Data supplied:

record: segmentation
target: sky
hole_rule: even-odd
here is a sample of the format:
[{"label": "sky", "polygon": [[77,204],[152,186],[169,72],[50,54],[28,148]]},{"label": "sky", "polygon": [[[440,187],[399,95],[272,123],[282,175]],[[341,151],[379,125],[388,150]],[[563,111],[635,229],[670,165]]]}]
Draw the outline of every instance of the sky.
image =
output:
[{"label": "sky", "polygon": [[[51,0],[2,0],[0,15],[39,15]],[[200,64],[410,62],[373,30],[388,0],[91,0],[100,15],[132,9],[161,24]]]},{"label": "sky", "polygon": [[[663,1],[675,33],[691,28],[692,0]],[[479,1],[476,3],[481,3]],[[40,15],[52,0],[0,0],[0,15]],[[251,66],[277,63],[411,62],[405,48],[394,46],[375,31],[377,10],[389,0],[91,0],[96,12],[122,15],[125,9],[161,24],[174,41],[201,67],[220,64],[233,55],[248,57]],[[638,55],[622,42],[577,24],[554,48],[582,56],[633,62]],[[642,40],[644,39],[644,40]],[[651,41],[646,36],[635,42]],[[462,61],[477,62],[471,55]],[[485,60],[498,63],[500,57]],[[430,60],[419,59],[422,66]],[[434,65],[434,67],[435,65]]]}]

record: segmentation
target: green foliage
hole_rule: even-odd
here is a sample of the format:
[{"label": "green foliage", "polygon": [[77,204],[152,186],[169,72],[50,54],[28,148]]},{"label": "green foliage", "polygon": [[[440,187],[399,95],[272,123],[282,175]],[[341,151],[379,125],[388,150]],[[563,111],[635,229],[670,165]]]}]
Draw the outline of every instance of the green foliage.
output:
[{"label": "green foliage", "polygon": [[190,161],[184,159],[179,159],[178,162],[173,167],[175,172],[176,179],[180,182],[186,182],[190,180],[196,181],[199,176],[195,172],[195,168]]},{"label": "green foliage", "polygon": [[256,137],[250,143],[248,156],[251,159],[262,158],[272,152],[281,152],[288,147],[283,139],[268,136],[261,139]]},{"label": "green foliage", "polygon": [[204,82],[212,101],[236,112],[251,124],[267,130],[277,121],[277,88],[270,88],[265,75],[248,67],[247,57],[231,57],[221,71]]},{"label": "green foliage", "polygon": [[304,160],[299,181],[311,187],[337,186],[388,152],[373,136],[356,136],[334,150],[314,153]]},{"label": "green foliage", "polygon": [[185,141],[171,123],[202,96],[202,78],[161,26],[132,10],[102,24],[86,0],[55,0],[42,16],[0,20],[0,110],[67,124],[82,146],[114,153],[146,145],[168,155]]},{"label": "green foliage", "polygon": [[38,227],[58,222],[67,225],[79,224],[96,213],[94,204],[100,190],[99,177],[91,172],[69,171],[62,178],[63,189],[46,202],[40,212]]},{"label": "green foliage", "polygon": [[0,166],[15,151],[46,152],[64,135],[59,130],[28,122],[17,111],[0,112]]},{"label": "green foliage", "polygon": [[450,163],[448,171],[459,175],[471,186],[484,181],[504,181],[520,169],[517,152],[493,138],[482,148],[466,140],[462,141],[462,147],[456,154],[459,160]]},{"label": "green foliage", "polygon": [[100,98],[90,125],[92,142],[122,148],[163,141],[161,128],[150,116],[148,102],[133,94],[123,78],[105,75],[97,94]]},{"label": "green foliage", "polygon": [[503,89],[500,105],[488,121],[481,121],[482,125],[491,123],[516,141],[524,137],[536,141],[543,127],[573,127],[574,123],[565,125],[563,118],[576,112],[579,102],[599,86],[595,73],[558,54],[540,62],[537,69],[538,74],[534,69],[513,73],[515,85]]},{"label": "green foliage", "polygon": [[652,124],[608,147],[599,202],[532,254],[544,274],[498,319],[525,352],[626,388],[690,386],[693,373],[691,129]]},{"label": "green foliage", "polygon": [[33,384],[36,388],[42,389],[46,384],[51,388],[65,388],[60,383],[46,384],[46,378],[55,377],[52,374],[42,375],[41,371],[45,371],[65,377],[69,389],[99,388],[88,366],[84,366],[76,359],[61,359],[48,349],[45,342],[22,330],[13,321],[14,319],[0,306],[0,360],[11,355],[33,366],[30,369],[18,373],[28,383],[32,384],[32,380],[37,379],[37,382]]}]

Requirements: Extract the full listing and reproduce each line exactly.

Answer:
record: segmentation
target: sky
hole_rule: even-odd
here is a sample of the format:
[{"label": "sky", "polygon": [[77,204],[152,186],[169,72],[50,54],[28,148]]},{"label": "sky", "polygon": [[[440,187],[399,95],[272,123],[282,175]],[[341,151],[379,125],[388,150]],[[563,111],[635,229],[670,165]]]}]
Draw the outline of every instance of the sky.
image =
output:
[{"label": "sky", "polygon": [[[51,0],[2,0],[0,15],[39,15]],[[200,64],[410,62],[373,30],[388,0],[91,0],[100,15],[132,9],[161,24]]]},{"label": "sky", "polygon": [[[663,1],[675,33],[691,28],[692,0]],[[479,1],[476,3],[481,3]],[[40,15],[52,0],[0,0],[0,15]],[[251,66],[277,63],[411,62],[405,48],[394,46],[375,31],[377,10],[389,0],[91,0],[96,12],[122,15],[125,9],[161,24],[174,41],[201,67],[220,64],[233,55],[248,57]],[[638,55],[622,42],[577,24],[554,48],[582,56],[633,62]],[[642,40],[644,39],[644,40]],[[651,41],[646,36],[635,42]],[[462,61],[477,62],[471,55]],[[485,60],[498,63],[500,57]],[[430,60],[419,59],[422,66]],[[434,65],[434,67],[435,65]]]}]

record: segmentation
target: green foliage
hole_rule: even-odd
here is a sample of the format:
[{"label": "green foliage", "polygon": [[77,204],[152,186],[169,72],[50,54],[28,148]]},{"label": "green foliage", "polygon": [[[440,187],[399,95],[272,123],[282,175]],[[341,151],[379,125],[388,150]],[[563,111],[635,229],[670,165]]]}]
Draw the outline of every instance of the green foliage.
output:
[{"label": "green foliage", "polygon": [[190,161],[184,159],[179,159],[178,162],[173,167],[175,172],[176,179],[180,182],[186,182],[190,180],[196,181],[199,176],[195,172],[195,168]]},{"label": "green foliage", "polygon": [[256,137],[250,143],[248,156],[251,159],[262,158],[272,152],[281,152],[288,147],[283,139],[268,136],[261,139]]},{"label": "green foliage", "polygon": [[204,82],[212,101],[236,112],[251,124],[267,130],[277,121],[277,88],[270,88],[265,75],[248,67],[247,57],[231,57],[221,71]]},{"label": "green foliage", "polygon": [[304,160],[299,181],[311,187],[337,186],[388,152],[373,136],[356,136],[334,150],[314,153]]},{"label": "green foliage", "polygon": [[185,141],[171,123],[202,96],[202,78],[161,26],[132,10],[102,24],[86,0],[55,0],[42,16],[0,20],[0,110],[67,124],[82,146],[114,153],[146,145],[168,155]]},{"label": "green foliage", "polygon": [[38,227],[58,222],[67,225],[79,224],[96,213],[94,204],[100,190],[99,177],[91,172],[69,171],[62,178],[63,189],[46,202],[40,212]]},{"label": "green foliage", "polygon": [[0,166],[15,151],[46,152],[64,135],[59,130],[28,122],[17,111],[0,112]]},{"label": "green foliage", "polygon": [[450,163],[448,171],[459,175],[471,186],[484,181],[504,181],[520,169],[517,152],[493,138],[482,148],[466,140],[462,141],[462,147],[456,154],[459,160]]},{"label": "green foliage", "polygon": [[100,98],[90,125],[92,142],[122,148],[163,141],[161,128],[150,116],[148,102],[133,94],[123,78],[105,75],[97,94]]},{"label": "green foliage", "polygon": [[503,89],[500,105],[488,121],[481,121],[482,125],[491,123],[516,141],[524,137],[536,141],[543,127],[573,127],[574,123],[565,125],[563,118],[576,112],[579,102],[599,86],[595,73],[558,54],[540,62],[537,69],[538,74],[534,69],[513,73],[515,85]]},{"label": "green foliage", "polygon": [[652,124],[608,147],[599,202],[532,254],[544,274],[498,319],[525,352],[626,388],[690,386],[693,373],[691,129]]},{"label": "green foliage", "polygon": [[33,384],[36,388],[42,389],[46,384],[51,388],[65,388],[60,383],[46,384],[46,378],[55,377],[52,374],[42,375],[41,371],[45,371],[65,377],[69,389],[99,388],[88,366],[84,366],[76,359],[61,359],[48,349],[45,342],[22,330],[13,321],[14,319],[0,306],[0,360],[11,355],[33,366],[30,369],[18,373],[28,383],[32,384],[32,380],[37,379],[37,382]]}]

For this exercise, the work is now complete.